(SUPPLIED DATA begins)

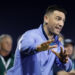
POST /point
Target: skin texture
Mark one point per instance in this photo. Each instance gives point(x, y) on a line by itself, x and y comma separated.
point(54, 23)
point(5, 46)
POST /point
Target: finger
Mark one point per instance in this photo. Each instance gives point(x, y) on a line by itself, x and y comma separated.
point(61, 48)
point(54, 46)
point(55, 52)
point(64, 51)
point(50, 41)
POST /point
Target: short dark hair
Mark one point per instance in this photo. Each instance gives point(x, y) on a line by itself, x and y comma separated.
point(52, 8)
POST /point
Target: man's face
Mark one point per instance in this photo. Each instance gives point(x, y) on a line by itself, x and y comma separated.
point(6, 44)
point(55, 21)
point(69, 49)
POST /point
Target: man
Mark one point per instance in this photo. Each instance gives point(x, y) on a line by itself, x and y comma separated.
point(6, 57)
point(69, 46)
point(37, 49)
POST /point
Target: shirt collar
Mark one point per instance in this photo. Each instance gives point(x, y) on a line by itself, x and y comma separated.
point(55, 36)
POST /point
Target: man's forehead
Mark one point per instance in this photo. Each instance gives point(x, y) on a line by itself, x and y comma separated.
point(59, 13)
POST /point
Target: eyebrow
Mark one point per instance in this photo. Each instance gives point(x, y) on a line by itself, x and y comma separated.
point(61, 17)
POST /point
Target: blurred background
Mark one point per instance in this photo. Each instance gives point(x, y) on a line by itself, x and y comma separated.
point(18, 17)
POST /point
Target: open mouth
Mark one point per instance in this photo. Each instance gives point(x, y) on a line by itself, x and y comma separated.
point(58, 28)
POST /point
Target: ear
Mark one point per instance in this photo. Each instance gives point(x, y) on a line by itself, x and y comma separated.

(SUPPLIED DATA ends)

- **PROBLEM DESCRIPTION**
Using the records above, count every line that includes the word "Target", and state the number only.

- **SOLUTION TO THIS EXERCISE**
11